Это была не оруэлловская двухминутка ненависти, это были 12 минут ненависти. Так же внезапно все закончилось. Взрослые люди еще какое-то время не загружались в автобусы с табличками «Дети», весело гомонили и, как мне показалось, были вполне довольны, если не счастливы.
С повсеместного в Красноярске ржача и ерничанья по поводу формирования «добровольческого полка им. Пересвета» для отправки в Крым — эта идея тогда объединила пару десятков мужчин, так и не преодолевших кризис среднего возраста, — до многотысячной, сплоченной, агрессивной истерики в центре того же Красноярска прошло всего-то две с половиной недели. Людей будто подменили. Это временное умопомрачение, и оно пройдет? Или дальше будет только хуже?

* _Письменные задания_:
(A) Ответьте на вопросы по тексту о Красноярске, пометив ответы теми же знаками:
(i) Сколько минут ненависти упомянуто в начале?
(ii) Какие таблички были на автобусах?
(iii) Сколько времени прошло от насмешек над «добровольческим полком им. Пересвета» до многотысячной истерики в центре Красноярска?
(B) Пожалуйста, продолжите текст о Красноярске, начав сразу после его последнего предложения.

* _Исходные данные_:
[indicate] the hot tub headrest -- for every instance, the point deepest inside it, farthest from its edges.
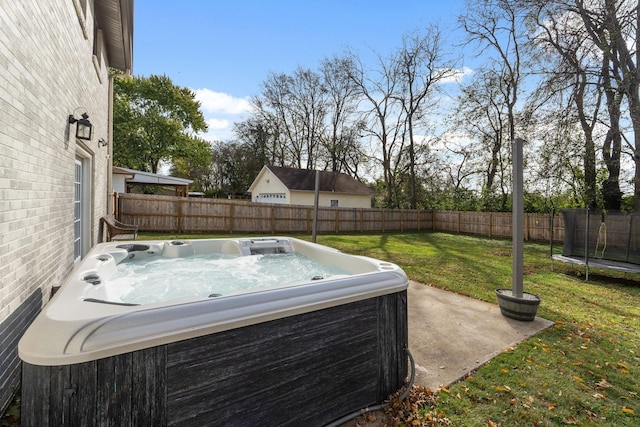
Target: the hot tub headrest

* _Ответы к заданиям_:
(A)
(i) 12 минут.
(ii) «Дети».
(iii) Две с половиной недели.

(B)
Что произошло за эти две недели? Каков анамнез? В начале, когда в Красноярске набирали ополчение для защиты Крыма от «ангажированной и проплаченной евро-американскими хозяевами группы специально подготовленных наемников», все было понятно: этим занимались особенные люди, профессиональные патриоты — куда без них. Александр Александров, «ктитор-офицер воскресной православной семинарии корабельного храма святого преподобного воина Александра Пересвета», рассказывал, что цель новой Украины — воссоздание границ украинского государства от Чехии до Урала: «Бесконечная политическая свадьба в Малиновке пришла к своему заслуженному финалу, родила чудовищного неонацистского мутанта. А либеральная, прогнившая и коррумпированная украинская властная прокисшая структура проиграла промыслом божьим майданутым неонацистам, как в Германии 1933 года германская коррумпированная олигархия проиграла Гитлеру».
Председатель регионального отделения «Конгресса русских общин» Олег Емельяненко (когда-то он руководил красноярским отделением РНЕ, в 1993-м вторым по численности после московского, и оборонял тогда со своими бойцами Белый дом) заявил, что все в Украине завершится, как в 1945-м, — «знаменем славянского антифашистского фронта над Рейхстагом».
Председатель совета Красноярского регионального отделения партии «Родина» Вячеслав Александров — он тоже среди инициаторов «защиты наших украинских братьев от коричневой чумы» — напомнил, что в 1941 году именно сибирские полки переломили ситуацию в сражении под Москвой. А также заметил, что полк создается «и для внутренней мобилизации — мы знаем, что происходило два года назад, когда приходилось гасить возникшее пламя Болотной площади и предотвращать болотный вал».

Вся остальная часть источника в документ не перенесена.